Bu bağlamda, örneğin iş yerinde düşüp kafasını vuran işçinin, hemen o anda değilse bile, sonradan geçirdiği beyin kanaması nedeniyle hayatını kaybetmesi iş kazası sonucu ölüm olarak değerlendirilir.

- Trafik kazaları iş kazası sayılır mı?

Örneğin, işveren sigortalıya araç tahsis etmişse, sigortalının bu araçla işe gidiş geliş sırasında yaptığı trafik kazası iş kazası sayılıyor. Ancak sigortalı kendi arabasıyla işe gelip gidiyorsa bu gidiş geliş esnasında yaşanan kaza iş kazası olarak değerlendirilmez.

- İşverenin emriyle gidilen yerde kaza geçilirse ne olacak?

■ **Verilen Liste**:
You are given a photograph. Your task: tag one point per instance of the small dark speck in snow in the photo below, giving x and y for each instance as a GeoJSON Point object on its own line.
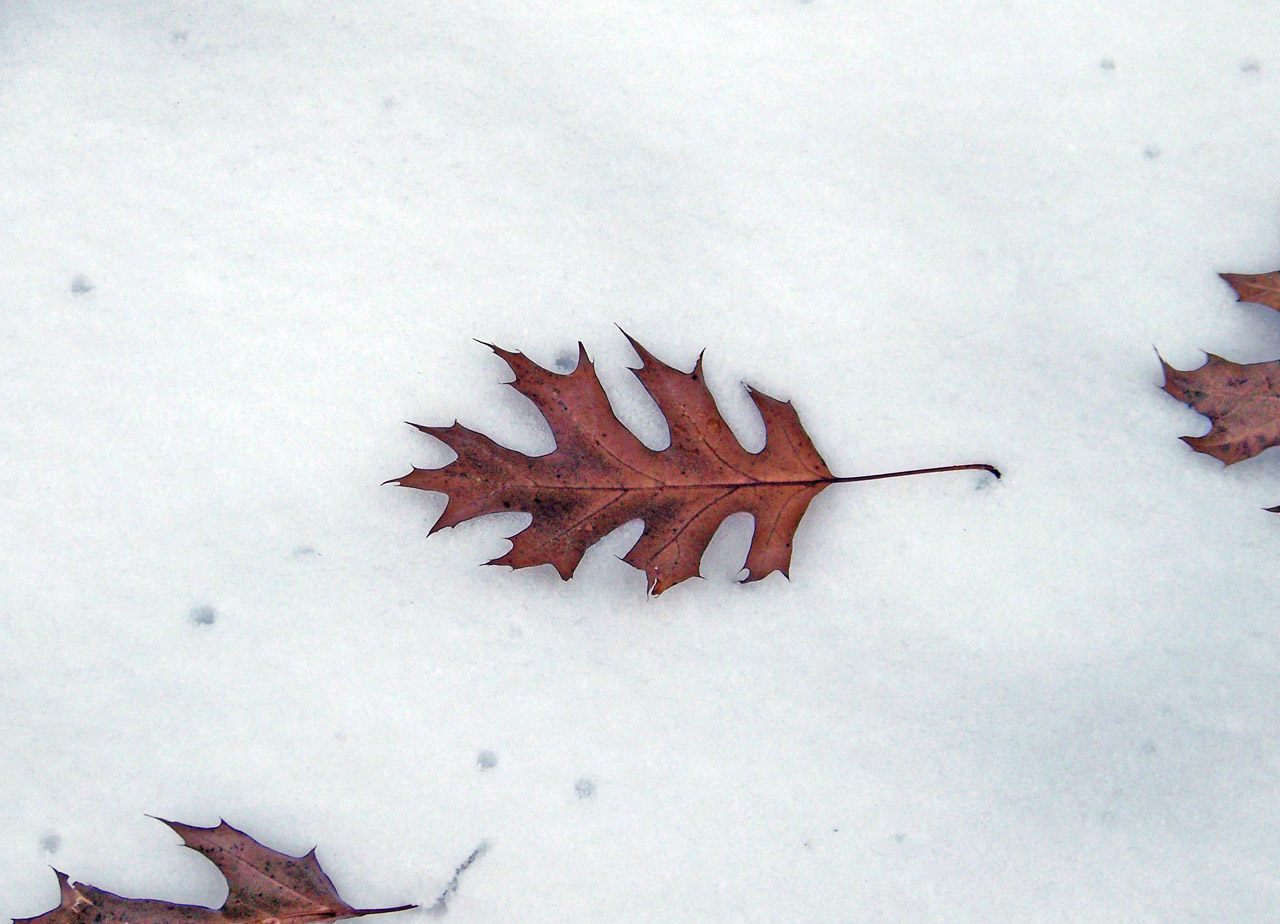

■ **İstenen Görev**:
İş kazalarıyla ilgili metne göre, sigortalının kendi arabasıyla işe gidip gelirken yaşadığı kazanın iş kazası sayılıp sayılmadığını belirtin.

■ **Görevin Yanıtı**:
Bu kaza iş kazası sayılmaz.